The task :: Turn everything from the line containing "Could you kindly tag the blurred" down to the line containing "column 322, row 322", both ends included, into a numbered list, skipping any blank lines and leaving out all other lines.

Data for the task ::

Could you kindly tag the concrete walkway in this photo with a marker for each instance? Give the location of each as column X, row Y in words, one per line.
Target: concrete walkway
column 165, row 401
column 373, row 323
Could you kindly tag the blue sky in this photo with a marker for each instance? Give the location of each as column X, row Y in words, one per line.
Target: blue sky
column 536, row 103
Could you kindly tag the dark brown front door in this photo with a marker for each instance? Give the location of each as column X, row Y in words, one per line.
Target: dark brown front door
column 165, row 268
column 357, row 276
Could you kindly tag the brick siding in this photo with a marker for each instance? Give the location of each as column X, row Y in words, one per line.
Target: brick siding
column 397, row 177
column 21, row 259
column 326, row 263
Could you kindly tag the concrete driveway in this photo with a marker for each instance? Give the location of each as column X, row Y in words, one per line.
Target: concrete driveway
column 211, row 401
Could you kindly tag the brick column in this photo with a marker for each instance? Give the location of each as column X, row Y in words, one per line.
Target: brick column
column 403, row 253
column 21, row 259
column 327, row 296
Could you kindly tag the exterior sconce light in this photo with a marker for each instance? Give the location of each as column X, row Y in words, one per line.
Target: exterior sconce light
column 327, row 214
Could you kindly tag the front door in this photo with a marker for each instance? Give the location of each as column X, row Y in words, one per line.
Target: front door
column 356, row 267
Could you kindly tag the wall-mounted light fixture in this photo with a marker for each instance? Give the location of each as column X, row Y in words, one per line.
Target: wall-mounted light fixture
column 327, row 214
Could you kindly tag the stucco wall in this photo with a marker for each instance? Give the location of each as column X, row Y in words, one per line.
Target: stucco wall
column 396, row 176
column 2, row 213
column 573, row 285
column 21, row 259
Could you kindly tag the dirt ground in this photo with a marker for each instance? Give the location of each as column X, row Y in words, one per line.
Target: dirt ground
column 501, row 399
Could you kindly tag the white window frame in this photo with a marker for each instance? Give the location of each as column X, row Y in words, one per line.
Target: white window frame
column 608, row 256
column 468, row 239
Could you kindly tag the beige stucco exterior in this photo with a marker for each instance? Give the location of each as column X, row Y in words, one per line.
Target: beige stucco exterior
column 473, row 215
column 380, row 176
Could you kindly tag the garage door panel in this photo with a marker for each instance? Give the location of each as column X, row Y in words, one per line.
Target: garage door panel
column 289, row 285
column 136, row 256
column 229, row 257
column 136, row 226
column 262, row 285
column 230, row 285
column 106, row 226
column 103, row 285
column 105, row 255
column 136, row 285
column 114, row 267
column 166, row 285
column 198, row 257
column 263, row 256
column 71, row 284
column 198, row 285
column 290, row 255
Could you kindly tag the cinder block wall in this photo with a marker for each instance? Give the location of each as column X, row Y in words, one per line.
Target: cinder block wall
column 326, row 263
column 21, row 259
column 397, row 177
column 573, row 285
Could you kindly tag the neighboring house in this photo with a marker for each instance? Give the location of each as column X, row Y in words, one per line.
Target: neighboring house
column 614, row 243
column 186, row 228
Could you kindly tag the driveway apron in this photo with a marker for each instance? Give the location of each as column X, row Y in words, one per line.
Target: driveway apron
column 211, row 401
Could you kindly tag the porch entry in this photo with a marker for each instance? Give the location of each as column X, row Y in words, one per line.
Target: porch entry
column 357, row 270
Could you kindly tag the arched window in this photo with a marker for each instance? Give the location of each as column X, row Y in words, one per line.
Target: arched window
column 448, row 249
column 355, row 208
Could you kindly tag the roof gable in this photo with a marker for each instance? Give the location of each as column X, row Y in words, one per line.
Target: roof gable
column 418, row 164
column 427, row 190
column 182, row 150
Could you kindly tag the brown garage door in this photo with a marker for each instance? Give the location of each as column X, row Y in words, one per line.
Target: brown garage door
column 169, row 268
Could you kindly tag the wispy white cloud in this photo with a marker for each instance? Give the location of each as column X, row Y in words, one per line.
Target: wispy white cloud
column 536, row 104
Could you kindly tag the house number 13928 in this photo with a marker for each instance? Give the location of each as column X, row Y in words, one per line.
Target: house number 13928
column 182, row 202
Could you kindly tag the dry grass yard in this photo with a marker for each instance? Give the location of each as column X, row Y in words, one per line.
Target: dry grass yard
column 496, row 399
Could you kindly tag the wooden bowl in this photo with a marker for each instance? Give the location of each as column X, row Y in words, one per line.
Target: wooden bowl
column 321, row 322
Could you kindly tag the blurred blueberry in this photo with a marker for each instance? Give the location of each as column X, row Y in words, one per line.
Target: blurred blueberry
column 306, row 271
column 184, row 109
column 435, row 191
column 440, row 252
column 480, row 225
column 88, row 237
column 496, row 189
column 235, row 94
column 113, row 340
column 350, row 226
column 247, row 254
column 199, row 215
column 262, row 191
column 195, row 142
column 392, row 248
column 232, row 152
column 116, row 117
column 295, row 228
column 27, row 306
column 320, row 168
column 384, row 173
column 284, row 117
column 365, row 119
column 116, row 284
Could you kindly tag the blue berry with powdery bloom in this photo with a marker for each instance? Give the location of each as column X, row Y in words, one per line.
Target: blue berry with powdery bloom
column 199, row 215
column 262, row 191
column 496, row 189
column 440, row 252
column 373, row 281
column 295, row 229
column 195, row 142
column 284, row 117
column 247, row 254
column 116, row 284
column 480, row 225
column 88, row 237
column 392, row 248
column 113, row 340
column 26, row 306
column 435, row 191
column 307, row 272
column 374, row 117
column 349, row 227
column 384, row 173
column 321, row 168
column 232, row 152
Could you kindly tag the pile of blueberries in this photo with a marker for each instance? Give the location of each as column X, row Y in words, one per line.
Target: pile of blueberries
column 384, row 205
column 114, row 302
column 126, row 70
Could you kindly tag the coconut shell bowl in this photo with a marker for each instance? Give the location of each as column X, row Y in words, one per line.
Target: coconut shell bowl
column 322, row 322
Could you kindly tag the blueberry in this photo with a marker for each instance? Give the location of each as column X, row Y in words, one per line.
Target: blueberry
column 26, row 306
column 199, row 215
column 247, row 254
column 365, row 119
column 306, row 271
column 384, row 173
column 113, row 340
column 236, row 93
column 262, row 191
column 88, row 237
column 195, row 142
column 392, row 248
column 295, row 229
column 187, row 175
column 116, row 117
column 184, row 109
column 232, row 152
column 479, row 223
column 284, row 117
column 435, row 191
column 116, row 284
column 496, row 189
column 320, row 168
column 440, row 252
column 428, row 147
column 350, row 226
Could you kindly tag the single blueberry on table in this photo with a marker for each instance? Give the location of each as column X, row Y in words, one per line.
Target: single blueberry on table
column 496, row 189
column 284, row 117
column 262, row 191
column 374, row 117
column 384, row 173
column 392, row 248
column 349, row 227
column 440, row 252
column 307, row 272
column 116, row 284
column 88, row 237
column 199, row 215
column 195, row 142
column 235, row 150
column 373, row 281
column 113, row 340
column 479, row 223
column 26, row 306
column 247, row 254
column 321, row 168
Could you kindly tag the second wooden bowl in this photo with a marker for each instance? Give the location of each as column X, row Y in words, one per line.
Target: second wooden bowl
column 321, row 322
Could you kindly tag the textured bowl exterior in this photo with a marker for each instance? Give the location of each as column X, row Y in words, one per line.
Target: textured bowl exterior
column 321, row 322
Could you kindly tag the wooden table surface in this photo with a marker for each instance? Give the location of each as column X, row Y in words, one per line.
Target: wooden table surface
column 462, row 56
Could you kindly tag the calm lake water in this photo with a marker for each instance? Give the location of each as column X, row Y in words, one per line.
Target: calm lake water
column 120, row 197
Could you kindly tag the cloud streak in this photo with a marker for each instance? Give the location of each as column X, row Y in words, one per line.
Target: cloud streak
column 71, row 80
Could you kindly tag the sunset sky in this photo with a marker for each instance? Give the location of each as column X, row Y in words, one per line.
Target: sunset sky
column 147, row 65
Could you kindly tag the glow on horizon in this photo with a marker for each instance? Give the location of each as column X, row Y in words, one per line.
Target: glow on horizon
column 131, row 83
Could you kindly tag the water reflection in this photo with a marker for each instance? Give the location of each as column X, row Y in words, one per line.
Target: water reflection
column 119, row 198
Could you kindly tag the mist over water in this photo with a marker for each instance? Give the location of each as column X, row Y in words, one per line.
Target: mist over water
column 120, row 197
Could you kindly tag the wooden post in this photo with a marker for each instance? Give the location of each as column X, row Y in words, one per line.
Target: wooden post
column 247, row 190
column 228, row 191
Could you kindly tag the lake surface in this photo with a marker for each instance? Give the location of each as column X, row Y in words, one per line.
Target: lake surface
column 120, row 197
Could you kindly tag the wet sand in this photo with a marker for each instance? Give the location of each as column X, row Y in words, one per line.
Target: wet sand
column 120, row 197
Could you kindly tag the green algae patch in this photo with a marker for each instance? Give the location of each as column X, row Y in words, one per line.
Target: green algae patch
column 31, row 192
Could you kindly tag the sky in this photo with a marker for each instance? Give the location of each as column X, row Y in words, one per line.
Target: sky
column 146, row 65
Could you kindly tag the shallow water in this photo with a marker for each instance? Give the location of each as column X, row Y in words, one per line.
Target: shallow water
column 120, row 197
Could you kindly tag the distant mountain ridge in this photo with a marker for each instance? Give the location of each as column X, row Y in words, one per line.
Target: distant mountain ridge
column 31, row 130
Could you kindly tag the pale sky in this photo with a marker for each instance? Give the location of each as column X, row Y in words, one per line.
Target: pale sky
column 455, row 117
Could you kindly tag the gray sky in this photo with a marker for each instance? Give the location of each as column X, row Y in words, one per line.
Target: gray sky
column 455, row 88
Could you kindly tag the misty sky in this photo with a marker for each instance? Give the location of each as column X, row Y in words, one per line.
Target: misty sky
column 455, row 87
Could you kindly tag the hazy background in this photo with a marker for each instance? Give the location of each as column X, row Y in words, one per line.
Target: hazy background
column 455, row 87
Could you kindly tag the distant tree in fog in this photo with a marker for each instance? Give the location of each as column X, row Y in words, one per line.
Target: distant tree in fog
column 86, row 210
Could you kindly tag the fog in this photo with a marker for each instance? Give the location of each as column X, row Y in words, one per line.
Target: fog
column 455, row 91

Answer for this exercise ::
1. Could you kindly tag the blurred blueberry in this photo with a marker for each instance? Give the location of each as column X, row Y in words, one per line.
2. Target: blurred blueberry
3. column 306, row 271
4. column 184, row 109
5. column 435, row 191
6. column 440, row 252
7. column 480, row 225
8. column 88, row 237
9. column 496, row 189
10. column 235, row 94
11. column 113, row 340
12. column 350, row 226
13. column 247, row 254
14. column 199, row 215
15. column 262, row 191
16. column 195, row 142
17. column 392, row 248
18. column 232, row 152
19. column 116, row 117
20. column 295, row 228
21. column 27, row 306
22. column 320, row 168
23. column 384, row 173
24. column 284, row 117
25. column 365, row 119
26. column 116, row 284
27. Could you kindly tag the blue berry with powdery bloom in this photo with a marker for each instance? Give the location of each as column X, row Y in words, one per line.
28. Target: blue berry with powdery bloom
29. column 199, row 215
30. column 262, row 191
31. column 496, row 189
32. column 440, row 252
33. column 373, row 281
34. column 295, row 229
35. column 195, row 142
36. column 284, row 117
37. column 247, row 254
38. column 116, row 284
39. column 480, row 225
40. column 88, row 237
41. column 392, row 248
42. column 113, row 340
43. column 26, row 306
44. column 435, row 191
45. column 307, row 272
46. column 374, row 117
47. column 349, row 227
48. column 384, row 173
49. column 321, row 168
50. column 232, row 152
51. Could you kindly tag the pile of blueberries in this photo with a marker for each instance? Give the location of each as column X, row Y in words, one per line.
52. Target: pile of blueberries
53. column 384, row 205
54. column 114, row 302
55. column 126, row 70
56. Could you kindly tag the coconut shell bowl in this photo with a marker for each instance? Give the location of each as column X, row Y in words, one per line.
57. Target: coconut shell bowl
58. column 322, row 322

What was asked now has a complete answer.